**Source text:**
※

Probably hoping for a tax cut that benefits the rich.
Soros is a very, very odd duck. His combination of cold calculation and wild-eyed, Pollyannish optimism is unparalleled. He made his fortune in the currency exchange, which, to my limited understanding, is one of the riskiest games in town. But score he did, and oodles of it.
Then he turns around and pisses away millions and millions of dollars trying to rescue Soviet Russia from chaos and plutocracy, a quixotic venture if ever there was one.
I cannot really relate to Mr. Soros, we both put on our pants one leg at a time, and stand to pee. That is probably the extent of our commonality. So I have no real clear idea why he despises GeeDubya (Praise the Leader!). It may be for the same reasons I do, maybe not.
Suffice to say I do not entirely trust Mr. Soros. I suspect many Democrats have similar views. But the humor inherent in Pubbie horror and dismay as regards rich folks with inordinate political power…well, haven’t laughed so hard since they shot Ol’ Yeller!
I’ll take one Democratic Party, please, and have it wrapped.
Soros has been described in the press as more “libertarian” than anything, although I’ve never seen the proof to back that up. He seems to be more of an ego maniac along the lines of a Ted Turner or Larry Ellison, and someone whose success in business has convinced him that he has just the answer for what is best for government.
At any rate, it’s his money. Let him spend it as he pleases.

※

**Material provided:**
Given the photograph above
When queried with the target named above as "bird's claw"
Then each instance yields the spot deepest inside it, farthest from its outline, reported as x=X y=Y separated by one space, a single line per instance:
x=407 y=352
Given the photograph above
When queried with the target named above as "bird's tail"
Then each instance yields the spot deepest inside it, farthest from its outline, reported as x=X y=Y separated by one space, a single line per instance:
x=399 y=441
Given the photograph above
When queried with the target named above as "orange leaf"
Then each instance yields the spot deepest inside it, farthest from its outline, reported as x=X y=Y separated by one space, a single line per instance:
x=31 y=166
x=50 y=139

※

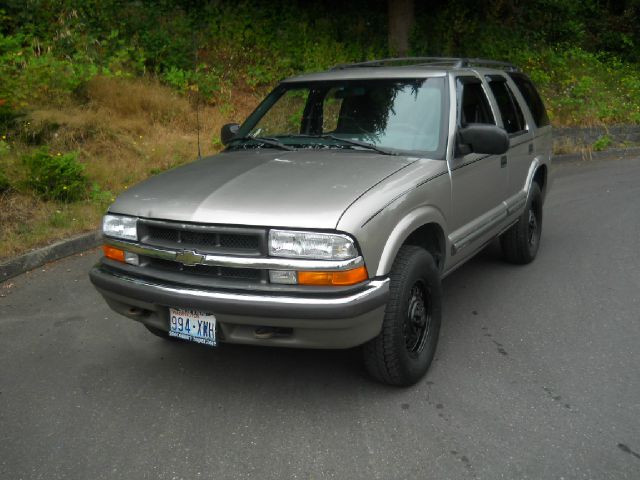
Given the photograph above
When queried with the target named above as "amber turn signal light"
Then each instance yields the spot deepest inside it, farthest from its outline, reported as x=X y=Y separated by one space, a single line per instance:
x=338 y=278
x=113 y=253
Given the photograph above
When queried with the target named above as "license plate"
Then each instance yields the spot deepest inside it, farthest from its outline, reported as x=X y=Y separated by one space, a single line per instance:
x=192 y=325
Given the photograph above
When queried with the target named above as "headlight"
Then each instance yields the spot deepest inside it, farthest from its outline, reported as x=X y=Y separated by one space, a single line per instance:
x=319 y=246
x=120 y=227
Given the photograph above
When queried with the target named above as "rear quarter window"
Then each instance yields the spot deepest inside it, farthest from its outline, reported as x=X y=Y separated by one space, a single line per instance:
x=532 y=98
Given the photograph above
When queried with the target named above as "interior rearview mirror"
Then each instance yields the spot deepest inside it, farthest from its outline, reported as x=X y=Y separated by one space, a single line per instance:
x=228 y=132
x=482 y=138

※

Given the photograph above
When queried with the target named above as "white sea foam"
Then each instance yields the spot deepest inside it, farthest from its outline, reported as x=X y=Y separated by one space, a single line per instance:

※

**Set problem 1:**
State only how many lines of the records contain the string "bird".
**Set problem 2:**
Continue the commentary on Soros, picking up after its final sentence.

**Task answer 1:**
2

**Task answer 2:**
Shrug. The Halliburton company, drug companies, oil companies and the Wylie brothers etc own Bush, so why sould it be so amazing that someone might try to throw money at Democrats too? Is this guy for some reason more creepy than the ultra conservative extreme right wing guys who toss money at Republicans? Maybe he is secretly The Kingpin or Lex Luthor. At any rate, at least Kingpin has style and Lex has a brain. Oh please. It’s OK to buy one guy, but not the other? :dubious:
Campaign contributors don’t “buy” any polticians. People contribute to the campaigns of those with whom they share a political ideology. Or, in Soros’s case, he contributes to the groups that share his political ideology (i.e., anybody but Bush).
As to the assertion by SteveG1 that the oil companies, etc., own Bush, that’s just as silly. They support Bush because he supports policies with which they agree. Bush believes in less regulation over industries that extract natural resources. One does not have to be “bought off” to do so. These industries create jobs and power our economy. Letting them do their job in a more efficient manner is better for the country. You can disagree with this assertion, but you have to recognize that it’s a valid opinion to hold. Many pepole (myself included) who don’t get any money from extractive industries believe this, so why is it so hard to believe that maybe Bush is sincere in his belief, too? And of course these resource industries will support politicians that hold that view. It has nothing to do with corruption.
It’s simply lazy political analysis to attribute the actions of your political opponents to being “in the pockets” of a certain industry, business, rich billionaire, etc. This has little basis in reality, no matter how much the media repeat it.
Well, that depends on how you define “efficient”. If you (as I anticipate) believe that it means, “Get the hell outta their way and let 'em do what they do,” then great swaths of the country are harmed. Which I don’t think is better for the country at all. 'Samatter of fact, taking a macro view, I think that it is considerably worse for the country. Of course, if I’m mistaken in your definition, then I welcome a correction.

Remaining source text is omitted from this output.